Extract to read:
+ + + + +

OPINION OF THE ATTORNEY GENERAL OF THE UNITED STATES

AUTHORITY OF CONGRESSIONAL COMMITTEES TO DISAPPROVE ACTION OF EXECUTIVE BRANCH

Section 601 of the act of September 28, 1951, c. 434, 65 Stat. 336, 365, provides, in effect, that no accessions, leases, transfers, or declarations of surplus, of any real property, may be made by any designated officer of the military departments, where the amount involved exceeds $25,000, unless the designated officer of the military department first comes into agreement with the Committees on Armed Services of the Senate and of the House of Representatives. In this aspect it reflects an attempted exercise of executive authority by the legislative branch of the Government not warranted by the Constitution and is, therefore, unconstitutional. See also 37 Op. 56; 41 Op. No. 32 of July 13, 1955.

The PRESIDENT.

AUGUST 8, 1957.1

DEAR MR. PRESIDENT: By letter of July 23, 1957, from the Honorable Gerald D. Morgan, the Attorney General was asked to give his advice to you on the constitutionality of certain provisions of section 601 of Public Law 155, 82d Congress, 1st sesssion (65 Stat. 365).

Section 601 reads as follows:

"Sec. 601. The Secretary of the Army, the Secretary of the Air Force, the Secretary of the Navy, or the Administrator of the Federal Civil Defense Administration, as the case may be, or his designee, shall come into agreement with the Committee on Armed Services of the Senate and of the House of Repre sentatives with respect to those real-estate actions by or for the use of the military departments or the Federal Civil Defense Administration that are de scribed in (a) through (e) below, and in the manner therein described.

+ + + + +

Data provided:
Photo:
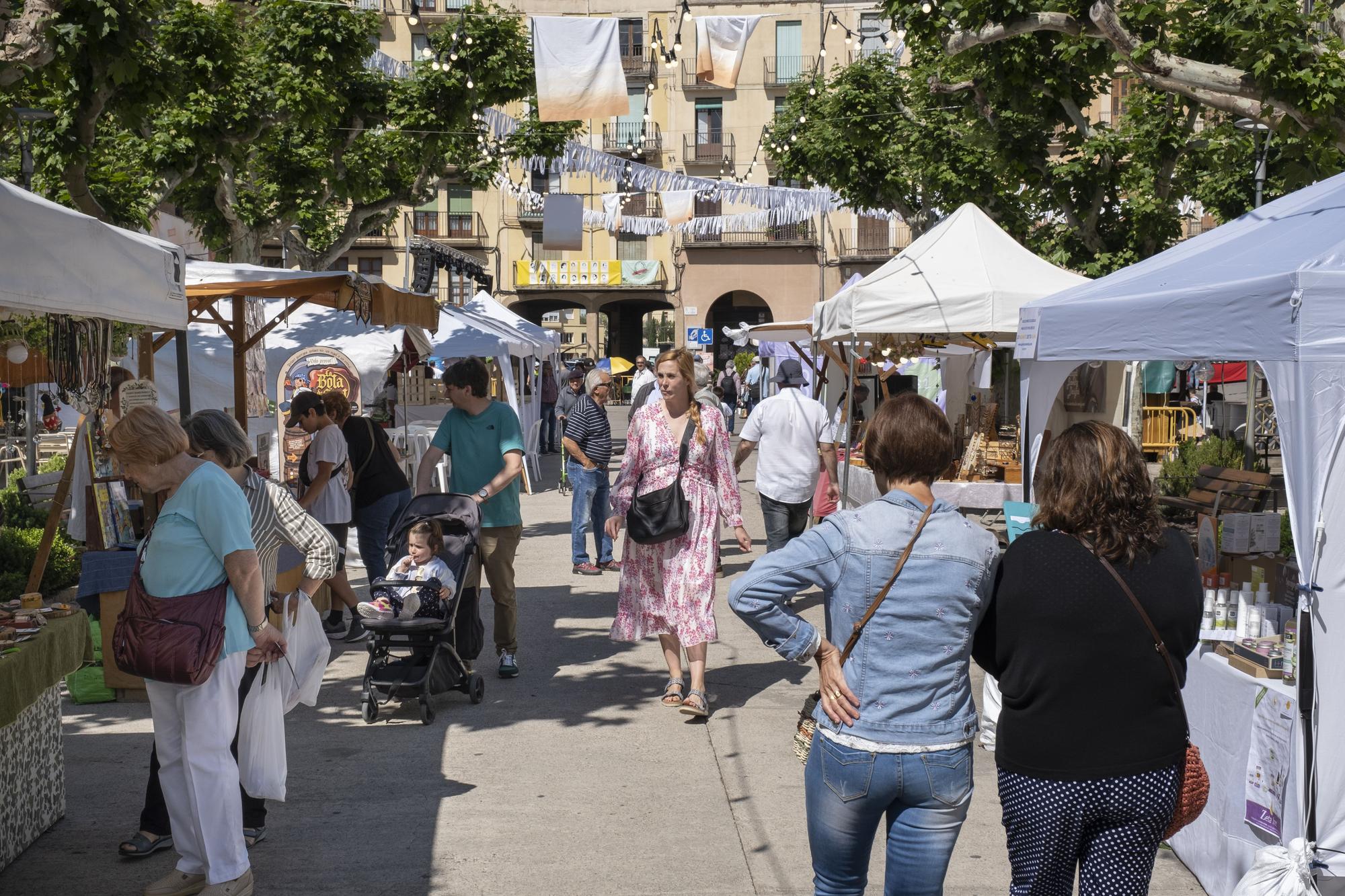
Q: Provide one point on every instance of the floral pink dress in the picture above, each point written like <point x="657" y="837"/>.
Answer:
<point x="669" y="588"/>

+ + + + +

Work to do:
**a.** Set down the Attorney General's opinion word for word, from "The PRESIDENT." to "manner therein described.".
**b.** Answer these questions from the Attorney General's opinion, one per line:
(i) Above what dollar amount does the summary say the restriction in section 601 applies?
(ii) Whose letter of July 23, 1957, asked the Attorney General for advice?
(iii) With which committees must the named officials come into agreement under section 601?

Solution list:
**a.**
The PRESIDENT.

AUGUST 8, 1957.1

DEAR MR. PRESIDENT: By letter of July 23, 1957, from the Honorable Gerald D. Morgan, the Attorney General was asked to give his advice to you on the constitutionality of certain provisions of section 601 of Public Law 155, 82d Congress, 1st sesssion (65 Stat. 365).

Section 601 reads as follows:

"Sec. 601. The Secretary of the Army, the Secretary of the Air Force, the Secretary of the Navy, or the Administrator of the Federal Civil Defense Administration, as the case may be, or his designee, shall come into agreement with the Committee on Armed Services of the Senate and of the House of Repre sentatives with respect to those real-estate actions by or for the use of the military departments or the Federal Civil Defense Administration that are de scribed in (a) through (e) below, and in the manner therein described.

**b.**
(i) $25,000
(ii) Gerald D. Morgan
(iii) The Committees on Armed Services of the Senate and of the House of Representatives